Given instruction –
Set the listing down again in full, word for word, with the pictures left out.

[Coordinate annotation entries]

= = = = =

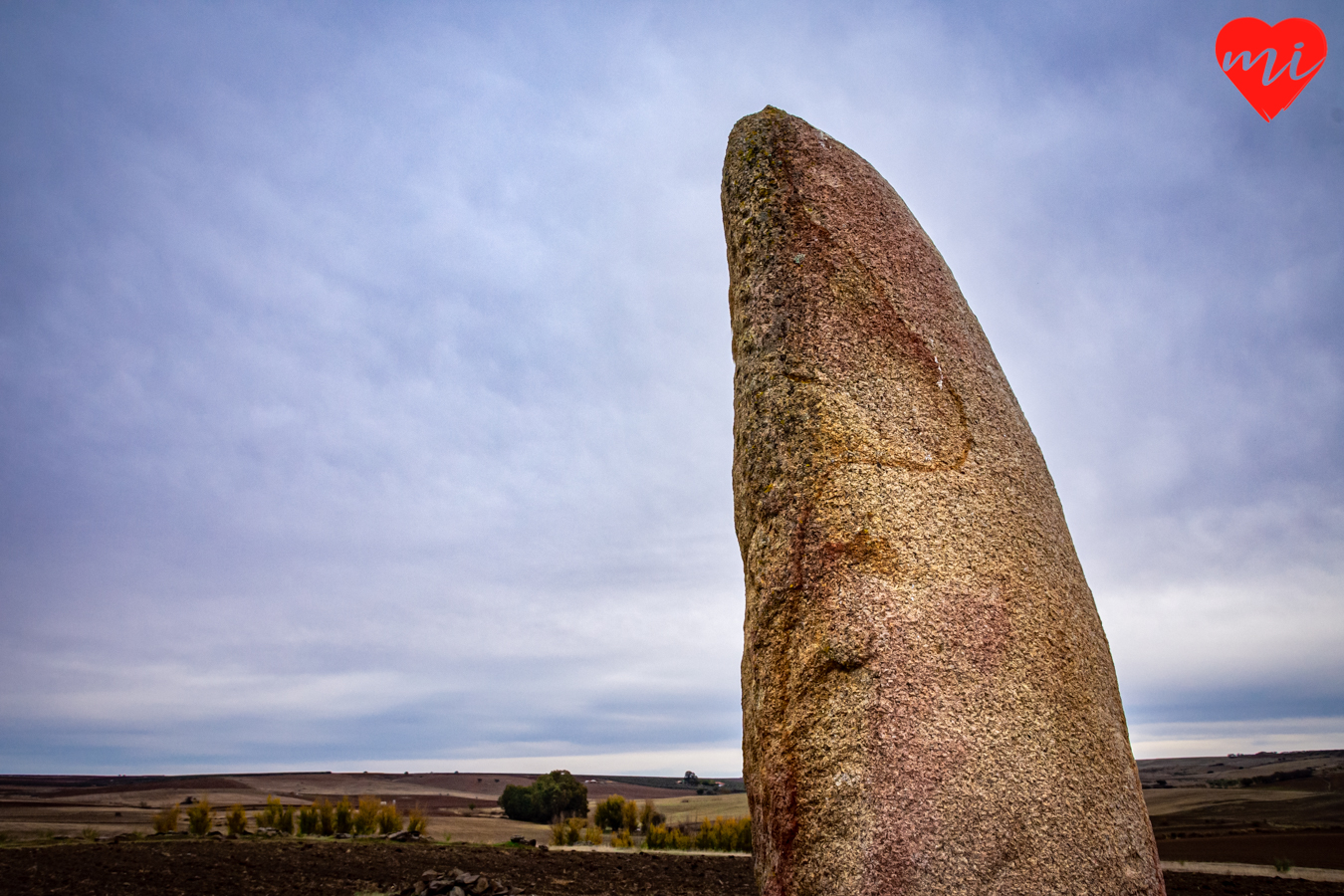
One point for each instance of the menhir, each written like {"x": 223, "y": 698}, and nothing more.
{"x": 929, "y": 702}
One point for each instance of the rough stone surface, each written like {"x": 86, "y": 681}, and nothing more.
{"x": 929, "y": 702}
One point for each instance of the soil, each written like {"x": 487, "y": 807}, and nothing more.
{"x": 308, "y": 868}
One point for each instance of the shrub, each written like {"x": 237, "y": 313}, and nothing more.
{"x": 661, "y": 837}
{"x": 276, "y": 814}
{"x": 365, "y": 817}
{"x": 235, "y": 819}
{"x": 725, "y": 834}
{"x": 165, "y": 821}
{"x": 649, "y": 817}
{"x": 553, "y": 795}
{"x": 388, "y": 819}
{"x": 326, "y": 818}
{"x": 310, "y": 822}
{"x": 344, "y": 817}
{"x": 200, "y": 818}
{"x": 564, "y": 831}
{"x": 610, "y": 813}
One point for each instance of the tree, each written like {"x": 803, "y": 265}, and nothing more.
{"x": 610, "y": 813}
{"x": 552, "y": 795}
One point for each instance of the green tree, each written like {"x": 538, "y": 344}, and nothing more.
{"x": 200, "y": 817}
{"x": 610, "y": 813}
{"x": 237, "y": 821}
{"x": 344, "y": 817}
{"x": 552, "y": 795}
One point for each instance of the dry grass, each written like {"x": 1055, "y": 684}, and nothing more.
{"x": 684, "y": 808}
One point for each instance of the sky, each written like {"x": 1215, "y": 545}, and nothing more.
{"x": 365, "y": 392}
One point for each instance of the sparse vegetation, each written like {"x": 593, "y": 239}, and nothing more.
{"x": 277, "y": 815}
{"x": 326, "y": 817}
{"x": 1258, "y": 781}
{"x": 564, "y": 831}
{"x": 365, "y": 817}
{"x": 344, "y": 817}
{"x": 610, "y": 814}
{"x": 649, "y": 817}
{"x": 388, "y": 819}
{"x": 310, "y": 821}
{"x": 165, "y": 821}
{"x": 200, "y": 818}
{"x": 722, "y": 834}
{"x": 553, "y": 795}
{"x": 235, "y": 819}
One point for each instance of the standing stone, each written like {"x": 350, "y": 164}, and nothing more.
{"x": 929, "y": 702}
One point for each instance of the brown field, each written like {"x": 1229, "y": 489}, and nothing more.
{"x": 327, "y": 868}
{"x": 1300, "y": 819}
{"x": 683, "y": 808}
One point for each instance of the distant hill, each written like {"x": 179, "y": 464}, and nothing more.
{"x": 1301, "y": 769}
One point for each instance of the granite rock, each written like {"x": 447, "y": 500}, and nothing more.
{"x": 929, "y": 700}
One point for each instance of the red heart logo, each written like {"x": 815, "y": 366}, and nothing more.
{"x": 1270, "y": 66}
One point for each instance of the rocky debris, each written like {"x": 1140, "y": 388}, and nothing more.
{"x": 928, "y": 693}
{"x": 459, "y": 883}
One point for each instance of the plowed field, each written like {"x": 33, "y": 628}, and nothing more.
{"x": 308, "y": 868}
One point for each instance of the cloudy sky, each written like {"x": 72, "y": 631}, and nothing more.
{"x": 364, "y": 377}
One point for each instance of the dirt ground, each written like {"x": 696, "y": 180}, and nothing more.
{"x": 308, "y": 868}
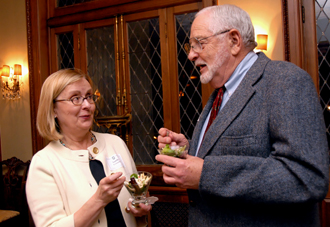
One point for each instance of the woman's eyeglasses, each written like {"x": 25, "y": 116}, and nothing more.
{"x": 78, "y": 100}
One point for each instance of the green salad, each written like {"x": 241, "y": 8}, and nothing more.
{"x": 175, "y": 151}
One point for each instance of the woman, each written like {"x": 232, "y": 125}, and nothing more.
{"x": 66, "y": 184}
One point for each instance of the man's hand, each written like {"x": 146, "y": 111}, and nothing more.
{"x": 184, "y": 173}
{"x": 166, "y": 136}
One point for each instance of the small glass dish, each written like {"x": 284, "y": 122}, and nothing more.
{"x": 138, "y": 186}
{"x": 174, "y": 151}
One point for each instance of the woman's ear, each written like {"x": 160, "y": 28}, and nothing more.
{"x": 236, "y": 41}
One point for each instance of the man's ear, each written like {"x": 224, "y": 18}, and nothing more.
{"x": 236, "y": 42}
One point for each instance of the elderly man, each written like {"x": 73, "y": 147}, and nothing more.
{"x": 262, "y": 160}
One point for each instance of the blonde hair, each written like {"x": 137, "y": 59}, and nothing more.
{"x": 52, "y": 87}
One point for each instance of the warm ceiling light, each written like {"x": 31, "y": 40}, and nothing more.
{"x": 5, "y": 71}
{"x": 262, "y": 42}
{"x": 17, "y": 69}
{"x": 11, "y": 82}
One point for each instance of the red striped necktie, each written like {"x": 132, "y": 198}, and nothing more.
{"x": 215, "y": 107}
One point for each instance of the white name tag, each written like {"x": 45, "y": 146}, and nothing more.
{"x": 115, "y": 162}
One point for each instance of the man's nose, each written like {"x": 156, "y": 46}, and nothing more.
{"x": 192, "y": 56}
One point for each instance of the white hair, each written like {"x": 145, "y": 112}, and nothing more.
{"x": 228, "y": 16}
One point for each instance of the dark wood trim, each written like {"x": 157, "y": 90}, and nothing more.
{"x": 37, "y": 37}
{"x": 108, "y": 12}
{"x": 295, "y": 35}
{"x": 286, "y": 30}
{"x": 86, "y": 6}
{"x": 310, "y": 42}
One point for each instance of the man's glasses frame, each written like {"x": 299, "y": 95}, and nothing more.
{"x": 78, "y": 100}
{"x": 198, "y": 47}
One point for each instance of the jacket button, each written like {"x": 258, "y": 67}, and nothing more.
{"x": 192, "y": 203}
{"x": 95, "y": 150}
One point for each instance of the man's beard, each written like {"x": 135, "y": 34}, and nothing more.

= = = = =

Final result –
One point for each instance of the menhir, each written like {"x": 223, "y": 698}, and nothing more.
{"x": 929, "y": 702}
One point for each instance of the rough stone surface, each written like {"x": 86, "y": 681}, and nothing more.
{"x": 929, "y": 702}
One point for each instance of the soil, each written like {"x": 487, "y": 807}, and nothing more.
{"x": 308, "y": 868}
One point for each instance of the shrub, each written like {"x": 237, "y": 313}, and nothing more.
{"x": 661, "y": 837}
{"x": 276, "y": 814}
{"x": 365, "y": 817}
{"x": 235, "y": 819}
{"x": 725, "y": 834}
{"x": 165, "y": 821}
{"x": 649, "y": 817}
{"x": 553, "y": 795}
{"x": 388, "y": 819}
{"x": 326, "y": 818}
{"x": 310, "y": 822}
{"x": 344, "y": 817}
{"x": 200, "y": 818}
{"x": 564, "y": 831}
{"x": 610, "y": 813}
One point for each instance of the tree, each written like {"x": 803, "y": 265}, and nothing more.
{"x": 610, "y": 813}
{"x": 552, "y": 795}
One point for each instance of the green tree, each written like {"x": 538, "y": 344}, and nothing more.
{"x": 200, "y": 817}
{"x": 610, "y": 813}
{"x": 237, "y": 821}
{"x": 344, "y": 817}
{"x": 552, "y": 795}
One point for each instance of the dry grass, each written like {"x": 1055, "y": 684}, and nothing more.
{"x": 684, "y": 808}
One point for each instance of the sky, each written like {"x": 1215, "y": 545}, and nothing more.
{"x": 365, "y": 392}
One point for each instance of the sparse vegetation, each written like {"x": 593, "y": 239}, and nothing more.
{"x": 277, "y": 815}
{"x": 326, "y": 817}
{"x": 1258, "y": 781}
{"x": 564, "y": 831}
{"x": 365, "y": 817}
{"x": 344, "y": 817}
{"x": 610, "y": 814}
{"x": 649, "y": 817}
{"x": 388, "y": 819}
{"x": 310, "y": 821}
{"x": 165, "y": 821}
{"x": 200, "y": 818}
{"x": 722, "y": 834}
{"x": 553, "y": 795}
{"x": 235, "y": 819}
One point for each instance of the standing stone, each written like {"x": 350, "y": 164}, and nothing more.
{"x": 929, "y": 702}
One point for each instance of the brown field, each written like {"x": 1229, "y": 489}, and nothing more.
{"x": 327, "y": 868}
{"x": 1300, "y": 819}
{"x": 683, "y": 808}
One point for each instance of the distant hill, each written like {"x": 179, "y": 464}, and nothing more.
{"x": 1301, "y": 769}
One point for each instance of the granite rock, each written like {"x": 447, "y": 500}, and nothing more.
{"x": 929, "y": 700}
One point for each instance of the red heart logo, each written like {"x": 815, "y": 366}, and nothing more.
{"x": 1270, "y": 66}
One point for each instance of the rocky debris, each written like {"x": 1140, "y": 388}, and nothing more.
{"x": 928, "y": 693}
{"x": 459, "y": 883}
One point for each instance of the plowed field, each written like {"x": 33, "y": 628}, and nothing more.
{"x": 308, "y": 868}
One point for each instance of the cloudy sky, each written like {"x": 72, "y": 631}, and nothing more.
{"x": 364, "y": 377}
One point for each instance of the dirt ground, each written like {"x": 696, "y": 180}, and nothing more.
{"x": 308, "y": 868}
One point for each instance of the woman's eyeglasses, each written like {"x": 25, "y": 116}, and nothing more.
{"x": 78, "y": 100}
One point for each instance of the green salad, each written like {"x": 241, "y": 8}, and nothing more.
{"x": 175, "y": 151}
One point for each instance of the woman, each written like {"x": 232, "y": 125}, and nothing more.
{"x": 66, "y": 184}
One point for each instance of the man's hand, each written like {"x": 146, "y": 111}, and nothing more.
{"x": 184, "y": 173}
{"x": 166, "y": 136}
One point for each instance of the small glass dish, each written like {"x": 284, "y": 122}, and nothing more.
{"x": 138, "y": 186}
{"x": 174, "y": 151}
One point for each instance of the woman's ear, each written like {"x": 160, "y": 28}, and nothing more.
{"x": 236, "y": 41}
One point for each instance of the man's ear, each written like {"x": 224, "y": 18}, and nothing more.
{"x": 236, "y": 42}
One point for each instance of the elderly man, each written like {"x": 73, "y": 147}, and nothing more.
{"x": 262, "y": 160}
One point for each instance of the blonde hair, each written like {"x": 137, "y": 59}, and nothing more.
{"x": 52, "y": 87}
One point for each instance of the warm ceiling light, each written like {"x": 31, "y": 40}, and nothing more.
{"x": 5, "y": 71}
{"x": 262, "y": 42}
{"x": 17, "y": 69}
{"x": 11, "y": 82}
One point for each instance of the red striped necktie, each written like {"x": 132, "y": 198}, and nothing more.
{"x": 215, "y": 107}
One point for each instance of the white name tag, each written like {"x": 45, "y": 146}, and nothing more.
{"x": 115, "y": 162}
One point for each instance of the man's nose, each written like {"x": 156, "y": 46}, and nothing more.
{"x": 192, "y": 56}
One point for each instance of the white hair, each written like {"x": 145, "y": 112}, and nothing more.
{"x": 228, "y": 16}
One point for each instance of the dark wood trim, each written like {"x": 157, "y": 90}, and nothing more.
{"x": 37, "y": 37}
{"x": 108, "y": 12}
{"x": 295, "y": 35}
{"x": 286, "y": 30}
{"x": 86, "y": 6}
{"x": 310, "y": 42}
One point for each instance of the man's glasses frame, each written like {"x": 299, "y": 95}, and nothing more.
{"x": 78, "y": 100}
{"x": 198, "y": 47}
One point for each instance of the jacket button, each written like {"x": 258, "y": 67}, and nothing more.
{"x": 192, "y": 203}
{"x": 95, "y": 150}
One point for each instance of the man's beard, each written like {"x": 135, "y": 34}, and nothing more.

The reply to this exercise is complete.